### What to work on
**a)** Translate this sentence from the pull request thread into German: "Changing the value to 100 suits us."
**b)** Reproduce everything in the pull request thread from "Skip to content" down to "and the community.".
**c)** Using the pull request thread, decide whether each statement agrees with it. Give yes or no for each, and quote the words that decide it.
(i) The change sets the resetLimit for iteration queries to 100, down from 1000.
(ii) At 10000 total instances, 999 instances are left in memory.
(iii) rPraml says a value of 100 does not suit them.

### Given text
+ + + +
Skip to content
New issue

Have a question about this project? Sign up for a free GitHub account to open an issue and contact its maintainers and the community.

By clicking “Sign up for GitHub”, you agree to our terms of service and privacy statement. We’ll occasionally send you account related emails.

Already on GitHub? Sign in to your account

Change the PersistenceContext default resetLimit for iteration queries to 100 (from 1000) #2407

Closed
wants to merge 1 commit into from

Conversation

rbygrave
Copy link
Member

@rbygrave rbygrave commented Oct 7, 2021

FYI @rPraml

Changes the resetLimit from 1000 to 100 for iteration queries (findEach, findIterate, findStream).

Then with TestPersistenceContext.findWithGcTest() we see

Total instances: 500, instances left in memory: 99
Total instances: 1000, instances left in memory: 99
Total instances: 1500, instances left in memory: 99
Total instances: 2000, instances left in memory: 99
Total instances: 2500, instances left in memory: 99
Total instances: 3000, instances left in memory: 99
Total instances: 3500, instances left in memory: 99
Total instances: 4000, instances left in memory: 99
Total instances: 4500, instances left in memory: 99
Total instances: 5000, instances left in memory: 99
Total instances: 5500, instances left in memory: 99
Total instances: 6000, instances left in memory: 99
Total instances: 6500, instances left in memory: 99
Total instances: 7000, instances left in memory: 99
Total instances: 7500, instances left in memory: 99
Total instances: 8000, instances left in memory: 99
Total instances: 8500, instances left in memory: 99
Total instances: 9000, instances left in memory: 99
Total instances: 9500, instances left in memory: 99
Total instances: 10000, instances left in memory: 99

@rbygrave rbygrave self-assigned this Oct 7, 2021
@rPraml
Copy link
Contributor

rPraml commented Oct 8, 2021

Hello Rob, thanks for the fix. The memory leak fix seems to be easier than I thought.
Changing the value to 100 suits us.

But why is this done at all? As far as I understand, you put a lot of effort in findIterate (#2021 and so on) so that it periodically starts a new persistence context.
+ + + +
### Dataset section
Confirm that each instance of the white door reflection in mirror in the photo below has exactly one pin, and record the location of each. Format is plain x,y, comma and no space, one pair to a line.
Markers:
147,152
+ + + +
### Worked answers
**a)** Die Änderung des Wertes auf 100 passt für uns.

**b)**
Skip to content
New issue

Have a question about this project? Sign up for a free GitHub account to open an issue and contact its maintainers and the community.

**c)**
(i) Yes: "Changes the resetLimit from 1000 to 100 for iteration queries"
(ii) No: "Total instances: 10000, instances left in memory: 99"
(iii) No: "Changing the value to 100 suits us."